-- Task to complete --
Extract each line of the data below that contains the word "hair" and copy it in full. The match is case-sensitive.

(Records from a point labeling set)
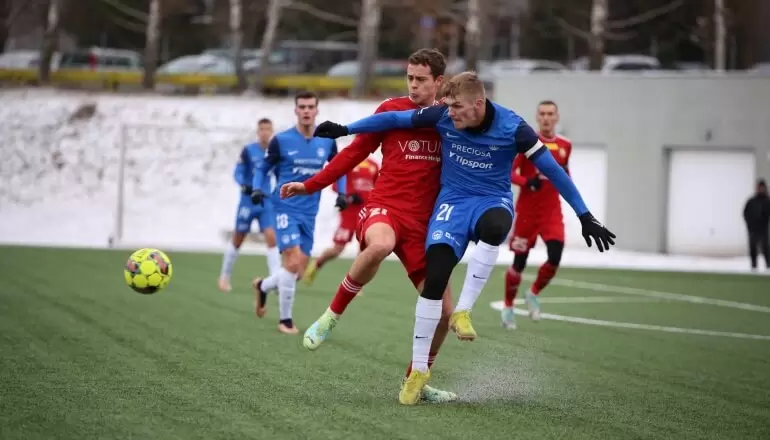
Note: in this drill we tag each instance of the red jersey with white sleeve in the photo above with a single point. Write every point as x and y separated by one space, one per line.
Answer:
361 180
538 212
546 198
411 165
406 189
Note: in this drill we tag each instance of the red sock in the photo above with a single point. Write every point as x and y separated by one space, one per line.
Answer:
320 262
512 281
544 276
431 358
348 290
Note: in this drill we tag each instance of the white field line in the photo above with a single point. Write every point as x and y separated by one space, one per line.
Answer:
597 287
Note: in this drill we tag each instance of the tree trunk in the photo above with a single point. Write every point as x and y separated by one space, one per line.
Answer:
472 36
268 41
237 40
368 36
151 45
50 41
720 60
599 13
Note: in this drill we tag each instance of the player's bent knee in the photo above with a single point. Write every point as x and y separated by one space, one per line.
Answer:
520 261
440 261
238 239
554 249
494 225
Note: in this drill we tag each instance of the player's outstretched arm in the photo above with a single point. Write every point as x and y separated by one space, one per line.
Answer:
342 183
260 173
239 173
362 146
528 144
379 122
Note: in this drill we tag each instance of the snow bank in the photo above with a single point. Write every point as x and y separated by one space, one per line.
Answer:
60 174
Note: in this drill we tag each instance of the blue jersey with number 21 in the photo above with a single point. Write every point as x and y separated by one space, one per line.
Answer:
476 166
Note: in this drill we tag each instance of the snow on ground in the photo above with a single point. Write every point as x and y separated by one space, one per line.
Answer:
60 175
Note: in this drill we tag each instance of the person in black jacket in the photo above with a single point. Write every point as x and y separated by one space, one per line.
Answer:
757 217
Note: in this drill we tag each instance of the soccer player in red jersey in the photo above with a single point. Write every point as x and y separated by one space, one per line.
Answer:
360 184
538 213
395 218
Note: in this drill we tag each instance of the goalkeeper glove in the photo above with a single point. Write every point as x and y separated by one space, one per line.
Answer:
593 229
331 130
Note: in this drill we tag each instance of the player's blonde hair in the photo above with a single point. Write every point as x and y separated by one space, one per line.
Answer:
465 83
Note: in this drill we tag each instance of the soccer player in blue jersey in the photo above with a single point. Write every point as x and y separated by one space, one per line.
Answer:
251 156
479 142
294 155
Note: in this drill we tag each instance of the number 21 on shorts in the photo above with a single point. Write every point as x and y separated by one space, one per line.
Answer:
444 212
281 221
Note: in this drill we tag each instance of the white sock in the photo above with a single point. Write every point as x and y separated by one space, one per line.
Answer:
271 282
480 266
287 283
231 254
427 314
273 260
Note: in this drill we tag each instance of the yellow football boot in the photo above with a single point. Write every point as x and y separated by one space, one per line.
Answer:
411 388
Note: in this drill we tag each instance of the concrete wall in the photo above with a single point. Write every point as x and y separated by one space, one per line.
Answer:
639 120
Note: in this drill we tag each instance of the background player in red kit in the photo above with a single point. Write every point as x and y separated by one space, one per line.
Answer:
360 185
395 219
538 213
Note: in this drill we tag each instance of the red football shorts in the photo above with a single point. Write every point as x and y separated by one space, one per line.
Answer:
410 238
526 229
348 223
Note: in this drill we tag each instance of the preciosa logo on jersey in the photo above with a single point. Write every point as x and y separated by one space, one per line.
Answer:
471 150
421 150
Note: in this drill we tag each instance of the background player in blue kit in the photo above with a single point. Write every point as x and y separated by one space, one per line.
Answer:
295 155
479 142
251 157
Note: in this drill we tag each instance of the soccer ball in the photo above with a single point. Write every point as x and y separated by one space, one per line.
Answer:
148 271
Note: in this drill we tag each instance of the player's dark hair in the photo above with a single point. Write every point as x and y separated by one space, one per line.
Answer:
548 102
432 58
305 95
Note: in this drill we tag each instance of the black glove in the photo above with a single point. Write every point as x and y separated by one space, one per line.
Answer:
342 202
331 130
593 229
534 183
258 197
354 199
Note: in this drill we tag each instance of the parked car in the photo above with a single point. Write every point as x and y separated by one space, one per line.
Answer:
619 63
101 59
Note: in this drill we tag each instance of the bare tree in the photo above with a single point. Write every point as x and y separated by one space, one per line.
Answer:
268 41
719 36
368 38
599 14
472 35
151 46
603 29
237 40
50 40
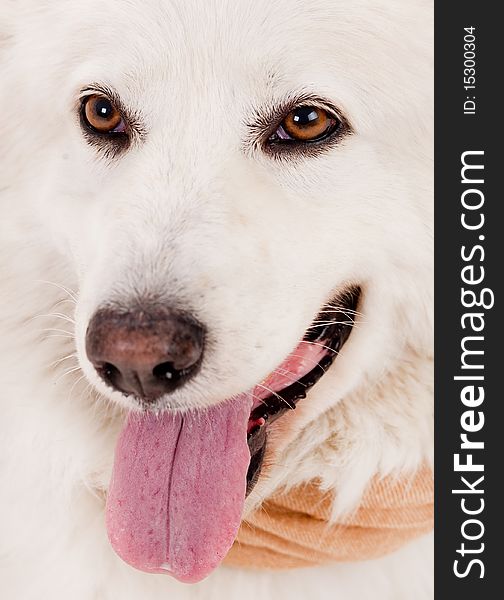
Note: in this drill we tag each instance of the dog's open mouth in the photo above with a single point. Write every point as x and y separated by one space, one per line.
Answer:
179 482
291 382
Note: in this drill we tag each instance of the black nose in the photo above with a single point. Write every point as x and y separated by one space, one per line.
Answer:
144 352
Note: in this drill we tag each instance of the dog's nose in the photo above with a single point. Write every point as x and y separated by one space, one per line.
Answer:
144 352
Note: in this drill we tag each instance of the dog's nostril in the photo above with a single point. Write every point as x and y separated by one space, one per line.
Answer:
144 352
166 371
109 372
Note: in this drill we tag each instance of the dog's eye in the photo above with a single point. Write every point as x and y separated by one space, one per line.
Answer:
306 124
101 115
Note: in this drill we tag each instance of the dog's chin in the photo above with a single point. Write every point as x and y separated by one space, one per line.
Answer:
280 392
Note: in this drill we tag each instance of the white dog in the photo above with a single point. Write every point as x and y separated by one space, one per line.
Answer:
201 202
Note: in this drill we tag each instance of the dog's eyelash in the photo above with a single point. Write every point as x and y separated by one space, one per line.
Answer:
267 121
114 143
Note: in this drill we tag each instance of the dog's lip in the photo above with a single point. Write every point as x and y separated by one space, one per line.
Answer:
329 332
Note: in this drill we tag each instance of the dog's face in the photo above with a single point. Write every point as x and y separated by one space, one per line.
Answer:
230 168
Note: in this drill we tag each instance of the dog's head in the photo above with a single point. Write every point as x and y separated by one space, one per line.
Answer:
232 183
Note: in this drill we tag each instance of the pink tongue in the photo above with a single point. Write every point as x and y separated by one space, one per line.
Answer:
178 487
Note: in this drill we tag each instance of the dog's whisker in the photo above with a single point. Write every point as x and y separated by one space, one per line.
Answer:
321 345
266 388
326 323
54 315
61 287
286 373
60 360
59 335
67 372
312 360
47 329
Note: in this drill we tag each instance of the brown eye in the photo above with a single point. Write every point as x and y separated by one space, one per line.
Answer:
101 115
306 124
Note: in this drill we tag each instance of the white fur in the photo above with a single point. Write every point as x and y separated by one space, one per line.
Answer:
253 246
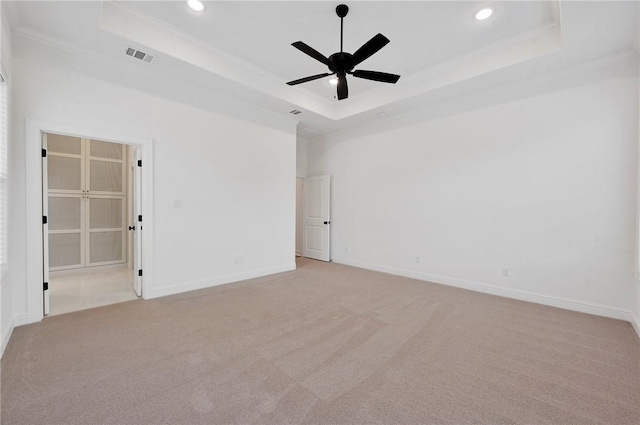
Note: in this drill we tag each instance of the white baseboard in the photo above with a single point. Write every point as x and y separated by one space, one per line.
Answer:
223 280
635 322
6 335
560 302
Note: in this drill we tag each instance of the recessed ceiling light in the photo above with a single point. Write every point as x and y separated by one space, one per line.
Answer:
196 5
484 14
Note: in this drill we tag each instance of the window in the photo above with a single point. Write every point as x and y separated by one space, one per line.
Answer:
4 178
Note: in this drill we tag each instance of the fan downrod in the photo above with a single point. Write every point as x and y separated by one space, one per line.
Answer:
342 10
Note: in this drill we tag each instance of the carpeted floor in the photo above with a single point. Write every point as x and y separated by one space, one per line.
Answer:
326 344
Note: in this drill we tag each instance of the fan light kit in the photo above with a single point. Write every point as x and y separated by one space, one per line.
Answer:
342 63
196 5
484 14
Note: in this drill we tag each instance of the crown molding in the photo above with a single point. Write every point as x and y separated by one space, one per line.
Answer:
244 110
519 89
131 24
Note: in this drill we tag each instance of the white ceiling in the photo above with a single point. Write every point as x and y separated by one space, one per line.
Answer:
242 49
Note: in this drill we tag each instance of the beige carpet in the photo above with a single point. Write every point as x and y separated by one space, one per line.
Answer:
326 344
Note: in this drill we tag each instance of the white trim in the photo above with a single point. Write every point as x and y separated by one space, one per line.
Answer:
6 336
34 128
6 333
635 322
554 301
222 280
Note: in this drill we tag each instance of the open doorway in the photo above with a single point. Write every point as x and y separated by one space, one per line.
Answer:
91 223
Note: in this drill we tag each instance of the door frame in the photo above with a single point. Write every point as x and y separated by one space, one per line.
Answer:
34 204
326 216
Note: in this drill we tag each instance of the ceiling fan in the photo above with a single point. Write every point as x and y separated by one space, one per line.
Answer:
342 63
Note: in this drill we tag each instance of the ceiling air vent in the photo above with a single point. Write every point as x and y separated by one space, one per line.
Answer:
308 132
138 54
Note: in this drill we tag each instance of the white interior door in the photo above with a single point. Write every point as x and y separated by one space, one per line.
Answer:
316 217
45 229
137 211
63 184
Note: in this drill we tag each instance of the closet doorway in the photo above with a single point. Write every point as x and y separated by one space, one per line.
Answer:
91 205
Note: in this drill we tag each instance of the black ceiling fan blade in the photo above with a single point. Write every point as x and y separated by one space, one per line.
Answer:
383 77
343 89
311 78
305 48
369 48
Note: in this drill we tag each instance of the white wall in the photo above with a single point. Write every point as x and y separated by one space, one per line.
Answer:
301 172
6 296
235 178
544 186
301 157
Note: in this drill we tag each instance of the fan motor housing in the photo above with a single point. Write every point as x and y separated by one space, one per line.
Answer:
341 62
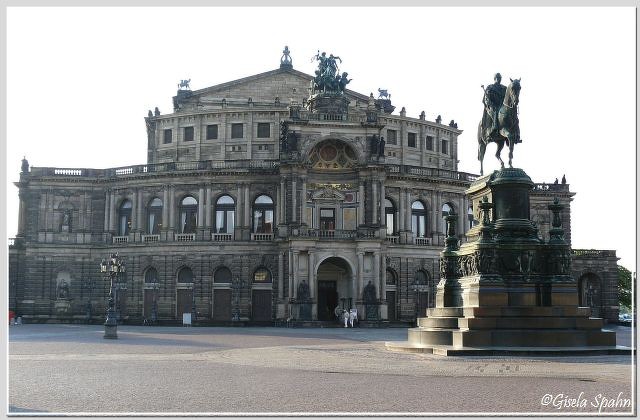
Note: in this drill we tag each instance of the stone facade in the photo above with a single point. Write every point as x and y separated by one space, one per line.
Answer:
234 211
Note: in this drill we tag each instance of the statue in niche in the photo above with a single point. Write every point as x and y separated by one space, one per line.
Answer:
369 293
381 147
63 290
303 294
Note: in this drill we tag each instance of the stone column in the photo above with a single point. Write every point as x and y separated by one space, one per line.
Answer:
140 223
278 208
433 217
290 264
312 275
383 277
294 202
376 273
107 196
280 275
21 214
112 212
361 204
408 215
208 209
239 209
303 201
165 208
134 210
374 188
283 201
360 283
247 208
401 211
383 216
172 208
296 270
201 202
462 211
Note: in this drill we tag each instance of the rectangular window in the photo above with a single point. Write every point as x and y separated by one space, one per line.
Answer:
411 140
236 131
264 130
168 135
392 137
429 144
188 134
212 132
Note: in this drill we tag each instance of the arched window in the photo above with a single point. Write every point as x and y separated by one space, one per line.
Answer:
222 275
185 275
391 276
188 215
225 211
390 216
263 214
154 216
124 218
151 275
447 209
418 219
262 275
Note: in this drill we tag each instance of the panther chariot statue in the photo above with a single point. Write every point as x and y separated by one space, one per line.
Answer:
327 77
499 122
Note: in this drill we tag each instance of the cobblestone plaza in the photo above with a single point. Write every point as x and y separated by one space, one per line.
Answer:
72 369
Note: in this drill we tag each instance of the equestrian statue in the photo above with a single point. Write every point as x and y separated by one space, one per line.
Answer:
499 122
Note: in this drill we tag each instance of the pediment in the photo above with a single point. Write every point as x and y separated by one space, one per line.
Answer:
328 194
283 83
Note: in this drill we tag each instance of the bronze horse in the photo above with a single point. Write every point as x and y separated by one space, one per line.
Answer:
508 128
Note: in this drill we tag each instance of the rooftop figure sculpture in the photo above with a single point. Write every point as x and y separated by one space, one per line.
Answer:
328 78
285 60
499 121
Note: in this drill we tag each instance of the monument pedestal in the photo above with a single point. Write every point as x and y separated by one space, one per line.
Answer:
507 291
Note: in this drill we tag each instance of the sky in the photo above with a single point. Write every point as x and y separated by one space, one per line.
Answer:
81 80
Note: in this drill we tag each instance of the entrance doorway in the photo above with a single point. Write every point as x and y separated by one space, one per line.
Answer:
327 300
335 288
184 302
261 305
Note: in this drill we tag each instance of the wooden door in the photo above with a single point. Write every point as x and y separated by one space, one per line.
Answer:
391 306
222 305
184 302
261 305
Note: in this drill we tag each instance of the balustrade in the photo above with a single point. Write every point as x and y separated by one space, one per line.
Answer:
262 236
221 237
120 239
185 237
393 239
150 238
422 241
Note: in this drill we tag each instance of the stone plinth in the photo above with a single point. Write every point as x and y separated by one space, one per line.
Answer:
507 290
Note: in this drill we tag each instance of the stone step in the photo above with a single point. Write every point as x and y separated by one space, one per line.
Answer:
426 336
532 338
446 312
553 323
438 322
514 311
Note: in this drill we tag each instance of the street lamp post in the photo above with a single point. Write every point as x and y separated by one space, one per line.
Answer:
112 268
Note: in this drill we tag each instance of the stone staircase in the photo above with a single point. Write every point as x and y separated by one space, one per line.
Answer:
501 330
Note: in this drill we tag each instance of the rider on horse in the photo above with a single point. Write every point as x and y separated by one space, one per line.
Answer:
493 98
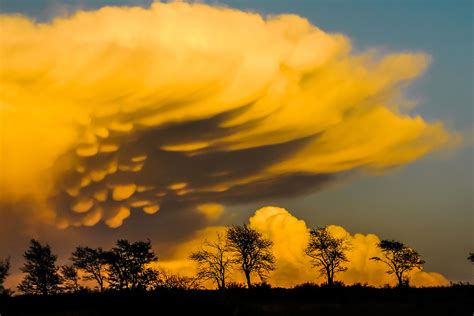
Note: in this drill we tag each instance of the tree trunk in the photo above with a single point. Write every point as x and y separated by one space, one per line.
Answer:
330 278
247 276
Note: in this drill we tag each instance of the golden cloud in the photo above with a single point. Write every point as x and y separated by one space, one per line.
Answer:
290 237
123 108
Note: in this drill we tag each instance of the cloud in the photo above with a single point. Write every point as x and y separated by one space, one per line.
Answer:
109 112
290 236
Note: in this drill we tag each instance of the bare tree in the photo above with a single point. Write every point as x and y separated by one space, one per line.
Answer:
252 251
213 261
127 264
400 259
92 262
70 278
327 253
41 271
4 272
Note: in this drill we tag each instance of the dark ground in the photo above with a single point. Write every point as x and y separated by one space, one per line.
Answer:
455 300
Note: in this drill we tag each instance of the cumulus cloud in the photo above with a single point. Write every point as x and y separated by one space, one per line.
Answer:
121 109
290 237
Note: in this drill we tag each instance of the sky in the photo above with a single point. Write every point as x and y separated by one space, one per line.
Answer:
354 161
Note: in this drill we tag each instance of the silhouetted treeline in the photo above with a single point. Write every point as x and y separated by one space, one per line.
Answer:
131 266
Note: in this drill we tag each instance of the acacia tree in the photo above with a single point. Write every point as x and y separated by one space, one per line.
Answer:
327 252
70 278
41 271
213 261
400 259
92 262
251 251
4 272
127 264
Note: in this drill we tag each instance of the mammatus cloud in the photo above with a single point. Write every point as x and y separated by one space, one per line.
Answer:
122 109
290 237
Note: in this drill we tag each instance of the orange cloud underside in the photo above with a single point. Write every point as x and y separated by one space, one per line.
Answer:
68 85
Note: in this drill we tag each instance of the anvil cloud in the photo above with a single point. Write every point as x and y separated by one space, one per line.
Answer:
187 107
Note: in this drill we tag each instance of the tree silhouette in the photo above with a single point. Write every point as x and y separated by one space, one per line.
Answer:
327 253
213 261
41 271
252 251
92 262
127 264
70 278
171 281
400 259
4 272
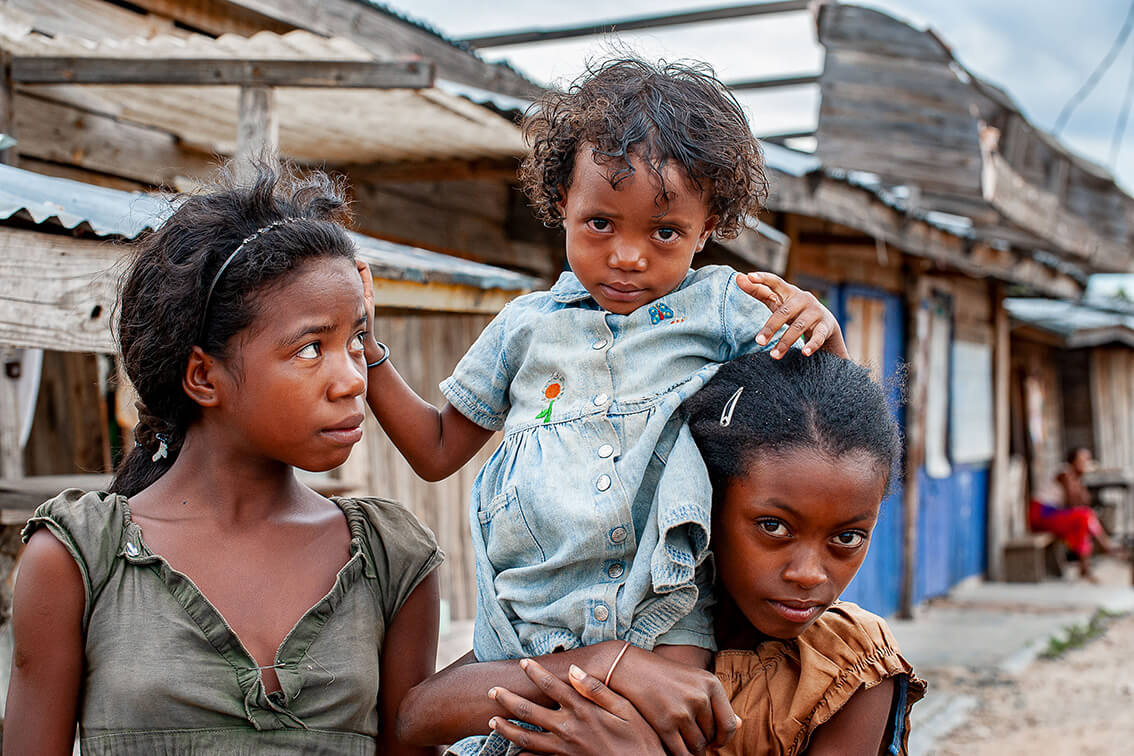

-- Correct result --
Note: in this drill we tag each instance of the player's blonde hair in the photo above with a single point. Write every point as x and y separated by one space, one per line.
Note: in this drill we tag each instance of the player's dark hair in the photo above with a single point. Write every point as x and y separated by one space, one per line.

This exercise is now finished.